__ページ抜粋__:

2011年9月27日(火)
 
異形胞子の混在比率
 
 一昨日南会津で採取したHygrocybeには大型と小型の胞子が混在している。保育社図鑑によればネッタイベニヒガサ H. firma となる。西日本では珍しくも何でもないが、関東以北では採集したという話はあまり聴かない。本標本を採取したのは福島県昭和村(alt 1000m)だが、一昨年同じ福島県の土湯峠(alt 1240m)でも採取している(雑記2009.8.4)。
 和名の「ネッタイ=熱帯」から推察できるように、スイスの菌類図鑑やヨーロッパのキノコ(FUNGI EUROPAEI) Vol.6の "HYGROPHORUS" には掲載されていない。
 
(a)
(a)
(b)
(b)
(c)
(c)
(d)
(d)
(e)
(e)
(f)
(f)
 大型胞子と小型胞子の混在比率はどうなっているのだろうか。胞子紋から大小の胞子数をカウントすればよいと思われるが、これが簡単にはいかない。カバーグラスに採取した胞子紋ひとつみても、場所によって大小の混在比率が大きく異なっている(a〜c)。倍率を上げるとカウントはしやすい(d, e)。大小の胞子は長さ・幅で倍以上も異なり、重さでは8〜20倍の差がありそうだ(f)。何らかの工夫をしないと、両者の混在比率をだすのは無理のようだ。

__取り組む課題__:
A) ページ抜粋から、「大型胞子と小型胞子の混在比率」で始まり「比率をだすのは無理のようだ。」に至るまでの部分を、そのまま抜き出しなさい。
B) ページ抜粋によると、大型胞子と小型胞子の重さには何倍ほどの差がありそうか。

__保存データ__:
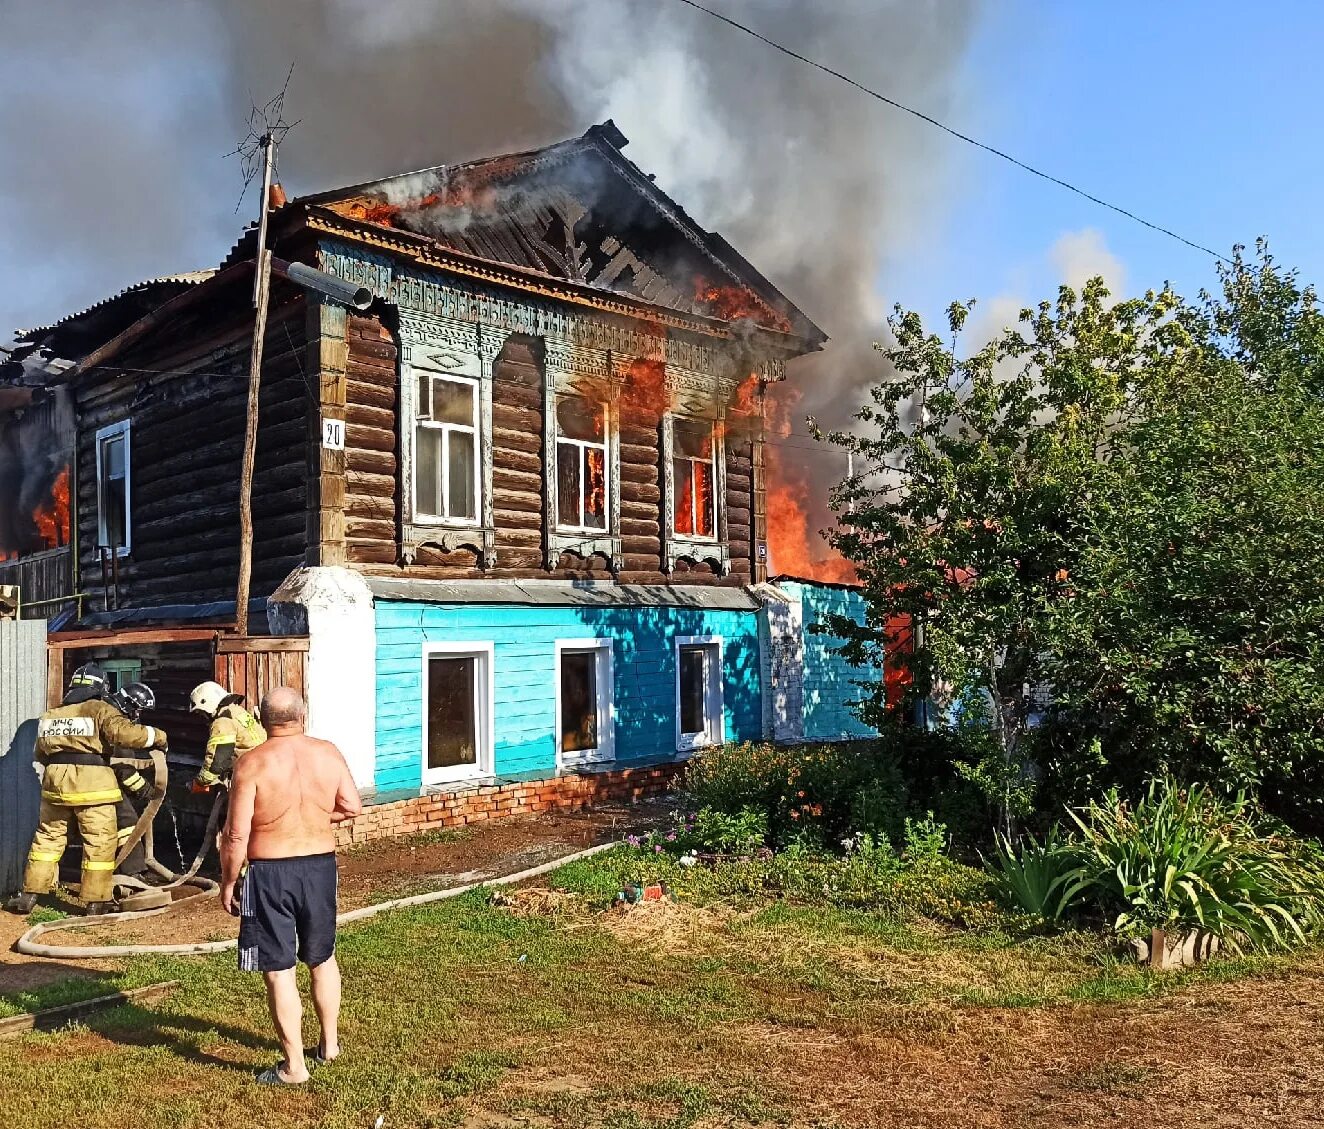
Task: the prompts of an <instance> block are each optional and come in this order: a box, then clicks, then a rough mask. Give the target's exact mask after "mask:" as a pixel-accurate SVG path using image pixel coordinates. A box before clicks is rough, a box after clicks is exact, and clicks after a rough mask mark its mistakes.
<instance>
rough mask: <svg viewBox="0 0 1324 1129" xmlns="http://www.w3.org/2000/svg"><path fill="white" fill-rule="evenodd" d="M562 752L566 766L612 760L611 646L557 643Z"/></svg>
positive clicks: (607, 642)
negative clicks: (559, 692)
mask: <svg viewBox="0 0 1324 1129" xmlns="http://www.w3.org/2000/svg"><path fill="white" fill-rule="evenodd" d="M557 658H559V660H560V675H559V676H560V721H559V724H560V750H561V760H563V762H565V764H581V762H585V761H602V760H610V758H612V745H613V740H612V739H613V727H612V643H610V641H609V639H601V641H600V639H593V641H589V642H587V643H583V645H580V643H557Z"/></svg>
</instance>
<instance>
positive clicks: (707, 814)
mask: <svg viewBox="0 0 1324 1129" xmlns="http://www.w3.org/2000/svg"><path fill="white" fill-rule="evenodd" d="M767 840H768V815H767V813H764V811H760V810H759V809H757V807H741V809H740V810H739V811H737V813H736V814H735V815H727V813H724V811H719V810H718V809H716V807H700V809H699V810H698V811H696V813H695V814H694V815H692V817H688V818H687V819H686V821H685V825H683V831H682V834H681V835H678V836H677V844H678V846H679V847H681V848H686V847H690V848H694V850H699V851H716V852H722V854H732V855H743V854H749V852H751V851H756V850H757V848H759V847H761V846H763V844H764V843H765V842H767Z"/></svg>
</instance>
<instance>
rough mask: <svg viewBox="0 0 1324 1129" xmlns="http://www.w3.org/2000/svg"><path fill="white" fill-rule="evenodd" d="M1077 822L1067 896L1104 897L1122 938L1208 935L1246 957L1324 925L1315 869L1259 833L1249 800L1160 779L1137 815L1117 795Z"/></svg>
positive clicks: (1285, 847)
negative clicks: (1218, 939) (1184, 935)
mask: <svg viewBox="0 0 1324 1129" xmlns="http://www.w3.org/2000/svg"><path fill="white" fill-rule="evenodd" d="M1070 815H1071V818H1072V821H1074V822H1075V826H1076V829H1078V830H1079V833H1080V838H1079V840H1078V846H1076V850H1078V866H1076V870H1075V874H1074V875H1072V876H1071V878H1070V879H1068V880H1067V881H1066V883H1064V884H1063V896H1067V897H1072V896H1078V895H1079V896H1084V897H1091V896H1092V897H1094V899H1098V901H1099V903H1100V904H1102V907H1103V908H1106V909H1108V911H1115V912H1116V916H1115V920H1113V925H1115V928H1116V929H1117V932H1119V933H1120V934H1123V936H1132V937H1135V936H1144V934H1145V933H1148V932H1149V930H1151V929H1156V928H1157V929H1164V930H1169V932H1170V930H1189V929H1196V928H1200V929H1206V930H1209V932H1210V933H1213V934H1215V936H1217V937H1219V940H1221V941H1222V942H1223V945H1226V946H1227V948H1230V949H1233V950H1241V949H1243V948H1270V946H1287V945H1290V944H1294V942H1298V941H1301V940H1304V937H1305V933H1307V932H1308V930H1311V929H1315V928H1317V926H1319V925H1320V924H1321V921H1324V912H1321V907H1324V879H1321V870H1320V867H1319V864H1317V862H1316V860H1315V859H1312V858H1309V856H1308V855H1307V852H1305V850H1304V848H1303V847H1301V846H1300V844H1292V843H1291V840H1286V839H1280V838H1272V836H1266V835H1260V834H1259V833H1258V831H1256V829H1255V821H1254V810H1253V807H1251V805H1250V803H1249V801H1247V799H1246V797H1245V795H1243V794H1238V795H1235V797H1231V798H1227V797H1222V795H1218V794H1217V793H1213V791H1210V790H1209V789H1207V788H1204V786H1200V785H1194V786H1190V788H1178V786H1177V785H1176V784H1173V782H1172V781H1170V780H1155V781H1151V784H1149V788H1148V790H1147V791H1145V795H1144V798H1143V799H1141V801H1140V802H1139V803H1137V805H1136V806H1135V809H1131V807H1128V806H1127V803H1125V802H1123V801H1121V799H1119V797H1117V794H1116V791H1112V793H1110V794H1108V795H1107V797H1106V798H1104V801H1103V802H1102V803H1091V805H1090V806H1088V807H1087V809H1084V810H1083V811H1082V813H1079V814H1078V813H1075V811H1072V813H1070Z"/></svg>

__問題の解答__:
A)
大型胞子と小型胞子の混在比率はどうなっているのだろうか。胞子紋から大小の胞子数をカウントすればよいと思われるが、これが簡単にはいかない。カバーグラスに採取した胞子紋ひとつみても、場所によって大小の混在比率が大きく異なっている(a〜c)。倍率を上げるとカウントはしやすい(d, e)。大小の胞子は長さ・幅で倍以上も異なり、重さでは8〜20倍の差がありそうだ(f)。何らかの工夫をしないと、両者の混在比率をだすのは無理のようだ。

B) 8〜20倍の差がありそうだとされている。